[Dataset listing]
■ ■ ■ ■

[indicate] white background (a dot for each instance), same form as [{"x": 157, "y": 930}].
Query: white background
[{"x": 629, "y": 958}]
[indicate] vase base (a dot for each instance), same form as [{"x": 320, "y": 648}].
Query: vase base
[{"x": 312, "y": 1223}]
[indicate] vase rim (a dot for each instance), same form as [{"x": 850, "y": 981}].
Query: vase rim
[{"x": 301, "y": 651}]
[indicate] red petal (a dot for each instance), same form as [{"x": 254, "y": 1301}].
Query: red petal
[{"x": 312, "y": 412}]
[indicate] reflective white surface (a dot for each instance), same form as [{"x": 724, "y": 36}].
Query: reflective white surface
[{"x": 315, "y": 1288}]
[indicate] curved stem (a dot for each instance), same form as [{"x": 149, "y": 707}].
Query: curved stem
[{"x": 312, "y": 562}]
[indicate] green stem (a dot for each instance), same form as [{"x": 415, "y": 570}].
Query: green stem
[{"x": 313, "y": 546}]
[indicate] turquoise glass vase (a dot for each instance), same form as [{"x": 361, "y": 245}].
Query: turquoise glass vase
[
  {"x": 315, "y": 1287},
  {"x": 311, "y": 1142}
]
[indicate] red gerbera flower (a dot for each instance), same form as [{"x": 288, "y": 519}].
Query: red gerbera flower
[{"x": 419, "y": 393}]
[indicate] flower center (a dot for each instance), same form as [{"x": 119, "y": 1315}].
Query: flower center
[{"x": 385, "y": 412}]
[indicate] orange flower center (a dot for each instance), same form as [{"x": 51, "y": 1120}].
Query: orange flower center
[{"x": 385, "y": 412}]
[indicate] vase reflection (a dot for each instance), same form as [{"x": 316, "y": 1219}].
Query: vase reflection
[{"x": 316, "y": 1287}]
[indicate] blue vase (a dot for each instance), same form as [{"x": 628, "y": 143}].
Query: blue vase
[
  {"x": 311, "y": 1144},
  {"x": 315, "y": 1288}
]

■ ■ ■ ■

Copy word for word the lines of the listing above, starting with the line containing "[indicate] curved stem" and going on through the end of the listing.

## [Result of this exercise]
[indicate] curved stem (a dot for each instance), same form as [{"x": 149, "y": 707}].
Query: curved stem
[{"x": 312, "y": 562}]
[indicate] green stem (a dot for each instance), same form as [{"x": 415, "y": 570}].
Query: green stem
[{"x": 313, "y": 546}]
[indicate] turquoise glass vase (a dot for each instance), same form as [{"x": 361, "y": 245}].
Query: turquoise glass vase
[
  {"x": 315, "y": 1287},
  {"x": 311, "y": 1142}
]
[indicate] red gerbera flower (a dot for each instance), same form as [{"x": 288, "y": 519}].
Query: red gerbera flower
[{"x": 419, "y": 393}]
[indicate] flower center (a dot for each instance), same form as [{"x": 119, "y": 1315}].
Query: flower center
[{"x": 385, "y": 412}]
[indicate] orange flower center (a dot for each instance), same form as [{"x": 51, "y": 1120}].
Query: orange flower center
[{"x": 385, "y": 412}]
[indicate] vase reflection (a dot for each instance), same form as [{"x": 316, "y": 1219}].
Query: vase reflection
[{"x": 316, "y": 1287}]
[indicate] blue vase (a dot for each instance), same form as [{"x": 628, "y": 143}].
Query: blue vase
[
  {"x": 311, "y": 1144},
  {"x": 315, "y": 1288}
]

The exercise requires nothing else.